Objective 1
Decide whether each statement below agrees with the report on East Timor. Answer yes or no for each, and quote the deciding words of the report exactly.
(a) The arrow fired at the businessman missed his head and struck a column on the side of the windscreen.
(b) Ivo Rangel says people think the police have firm control over the gangs in Dili.
(c) Damien Kingsbury believes most Timorese have turned against Australians.

* begin Extract *

Early in the week a prominent Australian businessman had a narrow escape when his vehicle was set upon by a stone-throwing mob of youths near the Australian embassy compound. As he accelerated away, one of the attackers fired a sharpened steel arrow from an improvised slingshot. The arrow smashed through a window, narrowly missing his head before piercing a column on the side of the windscreen.
The violence is being accompanied by a growing anti-Australian sentiment, so much so that the Australian Government began pulling people out of the country this week after raising the travel warning.
"We strongly advise you not to travel to East Timor at this time because of the volatile security situation and the high risk of violent civil unrest. The situation could deteriorate further without warning. Following recent deaths there is an increasing likelihood that Australians and Australian interests may be specifically targeted," the warning says.
Australians arriving at Darwin airport this week, like Richard Neves, say people are taking extreme precautionary measures in East Timor and are expecting more trouble in coming weeks. The principal of Dili International School, Lyndal Barrett, says the anti-Australian sentiment hit home during the week and she was heading home.
"My local cafe, where I go for pizzas, was stoned [on Monday night] with all East Timorese standing out the front throwing rocks through the doors saying 'Aussies go home, we hate you'," she says. "There have been reports of cars and taxis being pulled over and asked if the occupants are Australian. Just that whole feeling of yes, we hate Australians."
Dili resident Ivo Rangel says the sentiment seems to have grown with the death of two students late last month, shot by Australian soldiers after steel arrows were shot at them. This was compounded by the deaths of five of Reinado's men last weekend during a failed attempt to capture him.
Rangel says he cannot speak for all East Timorese, but he thinks President Xanana Gusmao's orders to crack down on protests have helped reduce the violence, at least for now. He says some people are concerned that police appear to have little control over the gangs that run wild in Dili.
"They were just standing there and watching. I am sure they were probably afraid or scared or they don't have enough police accessories that they can use I don't know. "But in many cases people say the police are just standing and watching," he says.
People see the police cannot stop violence, so they do not trust them, he says, and they feel the local forces, the FFDTL, have more of an impact in stopping the gangs.
American Dili-based aid worker Diane Francisco says it is tough to tell how widespread anti-Australian sentiment is.
"I think in general the people of East Timor are happy to have assistance from the UN and Australian forces to keep law and order and hopefully get things back on track, but they are not the people out demonstrating and throwing rocks," she says.
Deakin University senior lecturer Dr Damien Kingsbury believes most Timorese are still very favourably disposed towards Australians, but people with political agendas are manipulating elements of the community. Political agendas are behind only some of the violence. There are also street and martial arts gangs, with names like Cold Blooded Killers, Provoke me and I'll Smash You and Beaten Black and Blue, and opportunistic violence, like muggings.

* end Extract *

Objective 2
Return the rows below word for word, starting at the row that contains "of the blue" and ending at the last row, with both of those rows included.

* begin Information shown *

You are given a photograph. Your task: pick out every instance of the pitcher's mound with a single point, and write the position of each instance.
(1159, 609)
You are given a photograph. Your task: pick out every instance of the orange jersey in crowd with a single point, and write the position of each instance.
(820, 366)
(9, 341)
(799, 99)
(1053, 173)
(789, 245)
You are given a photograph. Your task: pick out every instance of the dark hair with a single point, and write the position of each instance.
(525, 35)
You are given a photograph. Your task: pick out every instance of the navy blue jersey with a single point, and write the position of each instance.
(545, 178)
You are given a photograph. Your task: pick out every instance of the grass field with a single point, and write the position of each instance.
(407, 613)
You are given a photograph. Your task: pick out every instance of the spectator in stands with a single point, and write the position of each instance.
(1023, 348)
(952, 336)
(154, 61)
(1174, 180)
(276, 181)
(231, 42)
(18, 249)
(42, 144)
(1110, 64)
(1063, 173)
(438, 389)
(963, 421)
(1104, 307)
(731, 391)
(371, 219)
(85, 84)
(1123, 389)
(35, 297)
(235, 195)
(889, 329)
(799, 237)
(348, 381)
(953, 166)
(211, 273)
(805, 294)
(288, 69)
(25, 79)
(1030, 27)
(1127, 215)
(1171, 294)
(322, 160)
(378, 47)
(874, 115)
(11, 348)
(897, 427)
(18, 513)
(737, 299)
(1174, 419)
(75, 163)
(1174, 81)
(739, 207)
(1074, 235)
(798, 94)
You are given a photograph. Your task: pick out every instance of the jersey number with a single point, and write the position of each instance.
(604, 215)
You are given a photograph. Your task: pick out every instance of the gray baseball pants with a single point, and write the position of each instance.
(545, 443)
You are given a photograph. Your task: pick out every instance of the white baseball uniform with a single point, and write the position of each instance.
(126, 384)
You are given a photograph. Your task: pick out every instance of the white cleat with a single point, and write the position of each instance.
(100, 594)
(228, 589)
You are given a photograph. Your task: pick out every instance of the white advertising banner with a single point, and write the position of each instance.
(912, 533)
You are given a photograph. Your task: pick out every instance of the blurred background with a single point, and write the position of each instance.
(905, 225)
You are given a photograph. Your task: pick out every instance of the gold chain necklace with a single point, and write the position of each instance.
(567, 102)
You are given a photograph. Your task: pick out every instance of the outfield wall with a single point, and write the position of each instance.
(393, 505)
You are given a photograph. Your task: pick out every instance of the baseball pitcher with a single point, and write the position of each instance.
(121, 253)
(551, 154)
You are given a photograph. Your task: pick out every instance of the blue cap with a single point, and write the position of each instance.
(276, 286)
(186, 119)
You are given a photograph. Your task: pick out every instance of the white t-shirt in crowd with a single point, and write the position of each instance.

* end Information shown *

Expected answer 1
(a) Yes: "narrowly missing his head before piercing a column on the side of the windscreen."
(b) No: "police appear to have little control over the gangs that run wild in Dili."
(c) No: "most Timorese are still very favourably disposed towards Australians"

Expected answer 2
You are given a photograph. Your task: pick out every instance of the blue cap with a single point, and write the position of each instance.
(276, 286)
(186, 119)
You are given a photograph. Your task: pick out every instance of the white t-shirt in crowd with a single point, and write the position of each instance.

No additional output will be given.